• **Your assignment**:
When you copy the material below, keep every line exact and drop the pictures.
◇ ◇ ◇ ◇
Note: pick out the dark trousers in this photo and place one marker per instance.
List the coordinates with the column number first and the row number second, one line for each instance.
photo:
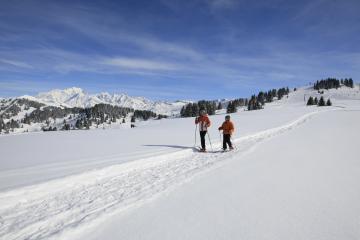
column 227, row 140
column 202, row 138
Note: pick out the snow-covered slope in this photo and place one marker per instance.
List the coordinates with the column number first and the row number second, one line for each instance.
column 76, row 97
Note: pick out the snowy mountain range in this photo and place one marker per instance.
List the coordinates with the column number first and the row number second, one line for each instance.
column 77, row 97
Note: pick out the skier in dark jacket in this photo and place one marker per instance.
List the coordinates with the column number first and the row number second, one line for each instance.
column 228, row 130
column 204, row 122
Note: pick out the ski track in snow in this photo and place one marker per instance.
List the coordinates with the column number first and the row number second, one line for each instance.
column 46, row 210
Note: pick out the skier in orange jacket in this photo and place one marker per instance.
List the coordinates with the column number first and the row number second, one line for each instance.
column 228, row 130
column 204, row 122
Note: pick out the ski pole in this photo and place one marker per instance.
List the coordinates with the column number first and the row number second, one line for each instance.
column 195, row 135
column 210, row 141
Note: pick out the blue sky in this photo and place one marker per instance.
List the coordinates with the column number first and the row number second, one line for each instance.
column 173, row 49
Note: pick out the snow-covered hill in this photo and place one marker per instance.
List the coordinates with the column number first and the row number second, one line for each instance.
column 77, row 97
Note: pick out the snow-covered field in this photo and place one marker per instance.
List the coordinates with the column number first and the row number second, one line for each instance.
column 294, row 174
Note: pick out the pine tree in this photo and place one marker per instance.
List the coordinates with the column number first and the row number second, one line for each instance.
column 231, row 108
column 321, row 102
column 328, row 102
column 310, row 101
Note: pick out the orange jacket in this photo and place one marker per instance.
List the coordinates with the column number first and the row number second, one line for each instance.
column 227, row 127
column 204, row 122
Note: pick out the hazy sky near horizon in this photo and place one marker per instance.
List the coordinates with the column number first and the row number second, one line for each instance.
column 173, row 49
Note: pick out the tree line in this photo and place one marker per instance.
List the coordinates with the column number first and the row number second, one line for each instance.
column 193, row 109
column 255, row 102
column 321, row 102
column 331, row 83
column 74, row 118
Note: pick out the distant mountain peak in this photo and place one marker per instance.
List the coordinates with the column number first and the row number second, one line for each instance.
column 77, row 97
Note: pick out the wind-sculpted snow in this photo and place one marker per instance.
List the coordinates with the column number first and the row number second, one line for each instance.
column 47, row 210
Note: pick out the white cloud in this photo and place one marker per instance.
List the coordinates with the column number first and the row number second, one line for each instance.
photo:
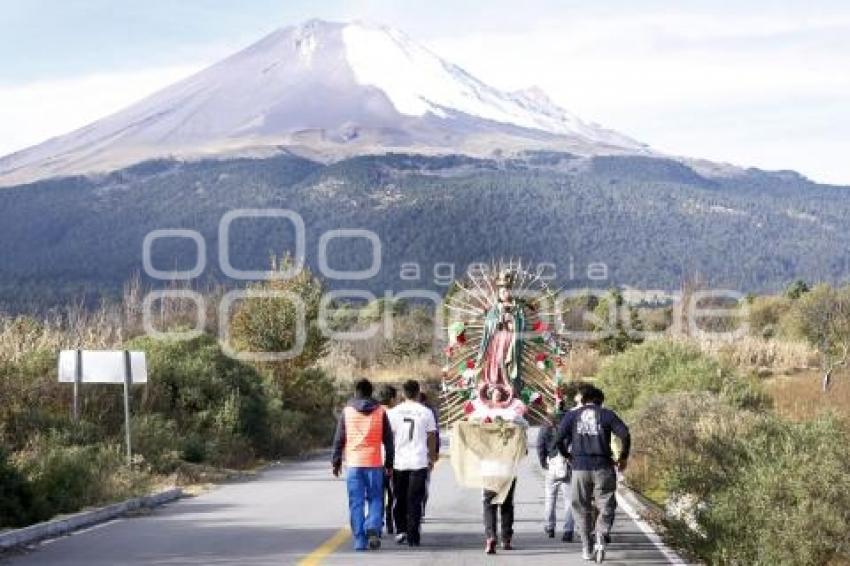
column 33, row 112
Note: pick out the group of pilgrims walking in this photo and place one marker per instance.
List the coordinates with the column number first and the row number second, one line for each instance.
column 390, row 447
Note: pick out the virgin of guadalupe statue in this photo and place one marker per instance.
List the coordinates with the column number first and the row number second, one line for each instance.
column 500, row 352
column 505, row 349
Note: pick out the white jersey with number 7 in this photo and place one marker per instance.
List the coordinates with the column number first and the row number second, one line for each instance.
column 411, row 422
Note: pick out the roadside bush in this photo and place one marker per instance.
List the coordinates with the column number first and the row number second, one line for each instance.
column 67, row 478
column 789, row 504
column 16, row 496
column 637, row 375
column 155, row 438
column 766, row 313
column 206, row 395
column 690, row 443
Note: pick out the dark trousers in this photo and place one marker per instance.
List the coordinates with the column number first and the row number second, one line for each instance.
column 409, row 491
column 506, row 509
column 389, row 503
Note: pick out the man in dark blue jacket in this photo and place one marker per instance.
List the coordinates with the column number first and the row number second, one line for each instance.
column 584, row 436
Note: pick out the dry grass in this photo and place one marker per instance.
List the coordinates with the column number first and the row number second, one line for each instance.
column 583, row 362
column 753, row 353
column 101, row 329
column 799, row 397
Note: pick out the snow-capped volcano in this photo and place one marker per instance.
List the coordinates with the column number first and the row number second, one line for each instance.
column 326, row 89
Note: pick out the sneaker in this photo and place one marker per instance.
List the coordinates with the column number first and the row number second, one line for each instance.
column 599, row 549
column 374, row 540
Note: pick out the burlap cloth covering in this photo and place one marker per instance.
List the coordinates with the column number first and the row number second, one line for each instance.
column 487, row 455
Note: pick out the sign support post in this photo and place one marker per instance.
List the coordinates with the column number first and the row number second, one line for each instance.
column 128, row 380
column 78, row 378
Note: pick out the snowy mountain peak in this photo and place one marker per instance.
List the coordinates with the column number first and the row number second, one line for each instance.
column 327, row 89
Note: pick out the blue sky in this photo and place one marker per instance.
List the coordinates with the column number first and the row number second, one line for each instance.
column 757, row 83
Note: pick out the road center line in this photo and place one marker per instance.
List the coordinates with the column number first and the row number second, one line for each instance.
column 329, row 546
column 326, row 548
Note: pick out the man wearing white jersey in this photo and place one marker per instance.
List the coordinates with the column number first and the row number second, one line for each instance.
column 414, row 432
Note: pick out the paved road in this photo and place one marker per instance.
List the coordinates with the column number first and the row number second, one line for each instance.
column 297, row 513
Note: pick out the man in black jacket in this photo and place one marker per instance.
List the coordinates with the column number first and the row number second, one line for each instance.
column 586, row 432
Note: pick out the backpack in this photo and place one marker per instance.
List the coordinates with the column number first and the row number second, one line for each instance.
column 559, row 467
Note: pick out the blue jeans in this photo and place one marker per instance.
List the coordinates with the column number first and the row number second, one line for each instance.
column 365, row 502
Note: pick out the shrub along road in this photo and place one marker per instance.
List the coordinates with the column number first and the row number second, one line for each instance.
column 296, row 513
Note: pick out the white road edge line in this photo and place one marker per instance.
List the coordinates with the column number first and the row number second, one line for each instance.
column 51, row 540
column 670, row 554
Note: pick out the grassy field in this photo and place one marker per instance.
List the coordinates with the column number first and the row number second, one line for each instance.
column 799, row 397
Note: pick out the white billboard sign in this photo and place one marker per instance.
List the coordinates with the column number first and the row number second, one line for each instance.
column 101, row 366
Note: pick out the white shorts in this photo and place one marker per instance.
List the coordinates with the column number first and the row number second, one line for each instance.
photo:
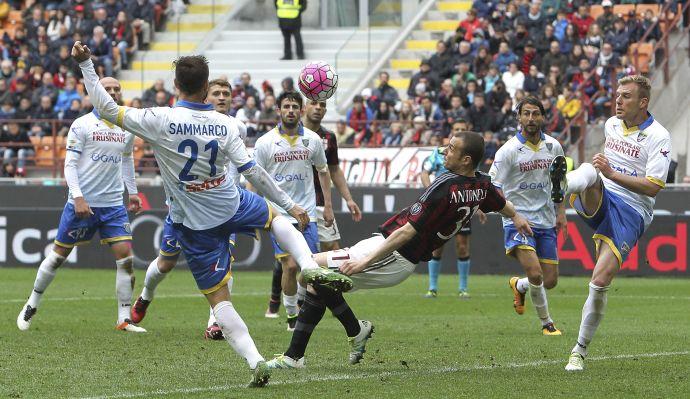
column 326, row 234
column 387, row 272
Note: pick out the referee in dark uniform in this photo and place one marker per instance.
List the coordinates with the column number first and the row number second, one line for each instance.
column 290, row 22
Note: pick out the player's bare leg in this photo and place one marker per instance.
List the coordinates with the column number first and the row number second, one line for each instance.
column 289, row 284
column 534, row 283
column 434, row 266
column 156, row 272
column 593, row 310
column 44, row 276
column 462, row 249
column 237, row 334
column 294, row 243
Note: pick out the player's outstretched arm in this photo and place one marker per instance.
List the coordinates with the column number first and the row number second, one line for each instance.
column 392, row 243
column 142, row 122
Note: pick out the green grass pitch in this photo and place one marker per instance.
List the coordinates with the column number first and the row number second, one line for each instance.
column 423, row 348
◇ ◇ ◇ ◇
• **Exercise output**:
Note: pick out the dark trousers in this photo and place one marker per instance.
List the coordinates with the column number first and the row number second, one line for each instance.
photo:
column 227, row 140
column 202, row 138
Note: pick out the snow-covered slope in this photo and place one marker per instance.
List the coordinates with the column number first and the row number second, one line for each instance.
column 76, row 97
Note: pick out the snowy mountain range in this photo and place one marker per instance.
List the coordinates with the column number first and the row number second, one line for each instance.
column 77, row 97
Note: pick out the skier in dark jacket in this photo and place one marker per instance.
List the coordinates with the column number first and the row number second, one line for each instance.
column 228, row 130
column 204, row 122
Note: pick out the ski track in snow in this photo and place one marker per instance.
List the coordinates with the column number first and the row number second, one line for each instance.
column 46, row 210
Note: pick out the skier in orange jacket in this photo and place one marker per instance.
List the coordinates with the column number first and the row number second, one line for each instance.
column 228, row 130
column 204, row 122
Note: pick out the ski pole in this photo and place one marker per instance.
List the coordinates with the column number first and the row number second, one line for each instance.
column 195, row 135
column 210, row 141
Note: pick out the blue sky in this photo and place one marker per instance.
List the coordinates with the column number first and the row number second, one line for each instance.
column 173, row 49
Note: pick out the snow-covered hill in this photo and place one marker per instance.
List the coordinates with the column number first and the row number second, one line for each instance.
column 77, row 97
Note: pick out the snow-covered field in this photo and place one marker per instance.
List the coordinates with the column number first and the row number second, one line for each instance.
column 294, row 174
Note: pick out the pine tree in this photo and place one marker per instance.
List the coordinates with the column number first and the row number second, one line for each instance.
column 231, row 108
column 321, row 102
column 328, row 102
column 310, row 101
Note: pick out the orange jacket in this photo and place one marker per instance.
List the coordinates with the column number first and the row number second, one line for each instance.
column 227, row 127
column 204, row 122
Note: pick out the hazy sky near horizon in this photo and place one marker per instance.
List the coordinates with the column number first and the row number second, one line for each instance.
column 173, row 49
Note: pick out the tree line in this photo and place one marker per instance.
List the coordinates with the column number first and the row number second, one line for each instance.
column 193, row 109
column 255, row 102
column 321, row 102
column 331, row 83
column 74, row 118
Note: pick out the distant mountain peak in this photo and place one marker per instance.
List the coordinates with the column number first and the row number second, one line for each instance.
column 77, row 97
Note: pick out the wind-sculpted snow in this photo and place one marker per instance.
List the coordinates with the column number first and the row number second, one line for each instance.
column 47, row 210
Note: pick out the white cloud in this photo and place one marker per instance.
List the coordinates with the column number first and the row number second, one line for each instance.
photo:
column 33, row 112
Note: pick out the group of pilgrims walking in this photo and place one marker per instance.
List the coordinates with the column number first and the row number second, one line for each instance.
column 390, row 447
Note: pick out the virgin of guadalupe statue in this photo and place one marker per instance.
List the coordinates with the column number first and the row number second, one line for each instance.
column 500, row 352
column 505, row 349
Note: pick out the white jersey with number 7 in this photo and place one marker per instance.
List the coordinates with the column number first and the row number second, one line for each instance.
column 411, row 422
Note: pick out the roadside bush in this photo and place one marker per instance.
List the coordinates with the column number first and the row number second, one line for each instance.
column 67, row 478
column 789, row 504
column 16, row 496
column 637, row 375
column 155, row 438
column 766, row 313
column 206, row 395
column 690, row 443
Note: pick out the dark trousers in this photo and place one marker per instance.
List the coordinates with the column number first and the row number second, one line for each instance.
column 409, row 491
column 506, row 509
column 389, row 503
Note: pick out the man in dark blue jacket in this photo and place one marker per instance.
List the coordinates with the column number first and the row number second, one line for each instance.
column 584, row 436
Note: pick out the dry grass in this photo and place one marker per instance.
List the coordinates with the column number first and the row number second, one line for each instance.
column 583, row 362
column 753, row 353
column 101, row 329
column 799, row 397
Note: pick out the snow-capped volcano in this photo and place one marker per instance.
List the coordinates with the column number first and the row number second, one line for each instance.
column 326, row 89
Note: pick out the sneaker in this photo and place one marker per instance.
List the coordinates with the column number first and the row number second, one line for each instance.
column 599, row 549
column 374, row 540
Note: pick out the burlap cloth covering in this photo and place one marker per instance.
List the coordinates with the column number first and the row number second, one line for each instance.
column 487, row 455
Note: pick out the sign support post in this photo and place one marker per instance.
List the coordinates with the column number first and the row number second, one line for each instance.
column 128, row 380
column 78, row 378
Note: pick out the snowy mountain peak in this photo and place one marker per instance.
List the coordinates with the column number first and the row number second, one line for each instance.
column 327, row 89
Note: pick out the blue sky in this photo and place one marker per instance.
List the coordinates with the column number first and the row number second, one line for each instance.
column 757, row 83
Note: pick out the road center line in this photo and place one marker per instance.
List the coordinates with the column number first and the row number second, one line for each instance.
column 329, row 546
column 326, row 548
Note: pick out the man wearing white jersey in this photo and place one marker per instance.
List the coordinates with the column number first and the row number second, one line for each instance.
column 414, row 432
Note: pick out the paved road in this photo and place one marker per instance.
List the coordinates with the column number first and the row number second, one line for each instance.
column 297, row 513
Note: pick out the man in black jacket in this photo and place one marker per instance.
List the coordinates with the column number first and the row number second, one line for each instance.
column 586, row 432
Note: pick out the backpack in this photo and place one marker per instance.
List the coordinates with the column number first and the row number second, one line for each instance.
column 559, row 467
Note: pick out the blue jeans in this photo and place one marker per instance.
List the coordinates with the column number first and the row number second, one line for each instance.
column 365, row 502
Note: pick out the shrub along road in this photo and place one marker per instance.
List the coordinates with the column number first and the row number second, one line for each instance.
column 296, row 513
Note: pick out the white road edge line in this photo and place one marker per instance.
List the coordinates with the column number first and the row number second, one line for each instance.
column 51, row 540
column 670, row 554
Note: pick out the grassy field in this photo and place one marker per instance.
List the coordinates with the column number first and the row number second, one line for each instance.
column 799, row 397
Note: pick out the white billboard sign in this photo and place one marker per instance.
List the coordinates with the column number first and the row number second, one line for each instance.
column 101, row 366
Note: pick out the white shorts in this photo and place one marker per instance.
List the coordinates with the column number first and the row number second, one line for each instance.
photo:
column 326, row 234
column 387, row 272
Note: pick out the referee in dark uniform in this photo and place one marker per instance.
List the coordinates with the column number first and the row number second, one line for each instance.
column 290, row 22
Note: pick out the player's bare leg in this photo and place one marker per instance.
List the coordinates with the column number first and the row number second, one line for each instance.
column 289, row 284
column 534, row 283
column 434, row 266
column 156, row 272
column 593, row 310
column 44, row 276
column 462, row 249
column 237, row 334
column 294, row 243
Note: pick out the player's outstretched arm in this photo and place one marker per instance.
List the coordinates with the column number first and the row number second, one line for each instance.
column 392, row 243
column 142, row 122
Note: pick out the green grass pitch in this photo and place one marker per instance.
List the coordinates with the column number first and the row number second, one line for each instance.
column 423, row 348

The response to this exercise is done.